AIM:
Please arrange all of the data below as a numbered list, leaving out any blank lines.

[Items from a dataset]
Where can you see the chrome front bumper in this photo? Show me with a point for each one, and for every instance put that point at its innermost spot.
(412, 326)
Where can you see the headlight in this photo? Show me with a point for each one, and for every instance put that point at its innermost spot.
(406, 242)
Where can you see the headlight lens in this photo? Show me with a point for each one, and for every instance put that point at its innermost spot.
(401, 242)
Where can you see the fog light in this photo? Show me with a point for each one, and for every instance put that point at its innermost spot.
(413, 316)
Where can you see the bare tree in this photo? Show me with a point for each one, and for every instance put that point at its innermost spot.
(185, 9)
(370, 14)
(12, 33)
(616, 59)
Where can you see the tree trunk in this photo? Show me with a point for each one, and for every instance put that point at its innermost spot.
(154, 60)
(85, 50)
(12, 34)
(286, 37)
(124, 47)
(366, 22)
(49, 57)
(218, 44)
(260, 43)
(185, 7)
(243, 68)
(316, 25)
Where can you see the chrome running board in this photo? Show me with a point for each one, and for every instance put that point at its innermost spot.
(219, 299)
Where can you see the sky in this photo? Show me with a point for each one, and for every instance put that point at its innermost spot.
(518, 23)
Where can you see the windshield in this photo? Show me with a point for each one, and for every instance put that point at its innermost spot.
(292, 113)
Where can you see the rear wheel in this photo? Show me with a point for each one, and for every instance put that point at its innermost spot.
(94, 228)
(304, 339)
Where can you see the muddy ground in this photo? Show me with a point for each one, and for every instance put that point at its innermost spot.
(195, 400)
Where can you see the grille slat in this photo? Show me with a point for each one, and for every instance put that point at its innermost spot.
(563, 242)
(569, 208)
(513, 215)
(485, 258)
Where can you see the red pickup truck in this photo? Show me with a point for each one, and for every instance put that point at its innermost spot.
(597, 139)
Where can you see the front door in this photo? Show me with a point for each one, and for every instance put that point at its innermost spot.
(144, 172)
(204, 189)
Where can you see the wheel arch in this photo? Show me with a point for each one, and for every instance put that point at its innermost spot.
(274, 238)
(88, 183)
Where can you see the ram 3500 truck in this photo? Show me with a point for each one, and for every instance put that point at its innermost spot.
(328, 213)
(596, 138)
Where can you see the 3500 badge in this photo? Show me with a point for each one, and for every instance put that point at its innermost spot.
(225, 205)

CORRECT RESPONSE:
1. Where can you see the chrome front bumper in this photo? Show me with a point for each one, and for every instance put that point at its innermost spot.
2. (412, 326)
3. Where can you see the headlight in this photo? Show me with a point for each one, and for every instance put that point at its innermost spot.
4. (406, 242)
5. Where can you see the headlight lens in this photo? Show me with a point for each one, and for every instance put that point at its innermost spot.
6. (401, 242)
7. Where can you see the fog light in this photo? Show me with a point for each one, and for every instance put that point at its innermost spot.
8. (413, 316)
9. Where can you see the bare tree in this photo? Show me with a point for each one, and for every instance put that point at its innermost spot.
10. (185, 9)
11. (370, 14)
12. (12, 33)
13. (616, 59)
14. Where can you see the tree trunk in this photo? Show me with a point for each one, and for every instance put that point at its innermost spot.
15. (154, 60)
16. (85, 50)
17. (12, 34)
18. (286, 37)
19. (124, 47)
20. (366, 22)
21. (49, 57)
22. (218, 44)
23. (260, 43)
24. (185, 7)
25. (243, 68)
26. (316, 25)
27. Where can you see the chrome running board in this photo? Show me with a point for each one, and for every instance put that point at its innermost spot.
28. (219, 299)
29. Where can you see the sky in this photo? Show me with a point for each one, and for every instance put that point at its innermost spot.
30. (518, 23)
31. Where can you see the windshield in this photo? Show me with a point for each one, and for every instance put that point at its innermost spot.
32. (292, 113)
33. Where can you see the rear wheel in this photo? Show me with a point for each one, and for every instance put that point at its innermost spot.
34. (94, 228)
35. (304, 339)
36. Where can you see the muddy ground in this photo? Show me with a point for each one, and for every instance put that point at its innermost spot.
37. (195, 400)
38. Where can you see the grille slat in this photo? Show me with a point for each one, and for every instance put that point at its innermost spot.
39. (563, 242)
40. (569, 208)
41. (513, 215)
42. (485, 258)
43. Where can you see the red pickup truck in this photo? Show me with a point for each one, and for every instance put that point at its innermost spot.
44. (597, 139)
45. Where can you see the front door in this photo? Show me with a point for each one, and for every instance put that point at its innermost spot.
46. (144, 172)
47. (204, 189)
48. Where can you see the wheel arch in this photo? Show me with a point for each one, and for every instance put that point at its innermost spot.
49. (274, 238)
50. (88, 183)
51. Where can you see the ram 3500 truck in this photo? Show me with a point for each one, and for every instance put that point at its innermost spot.
52. (328, 213)
53. (596, 138)
54. Where can you see the 3500 badge in this photo? Show me with a point for each one, and for every instance put that point at its innermost spot.
55. (225, 205)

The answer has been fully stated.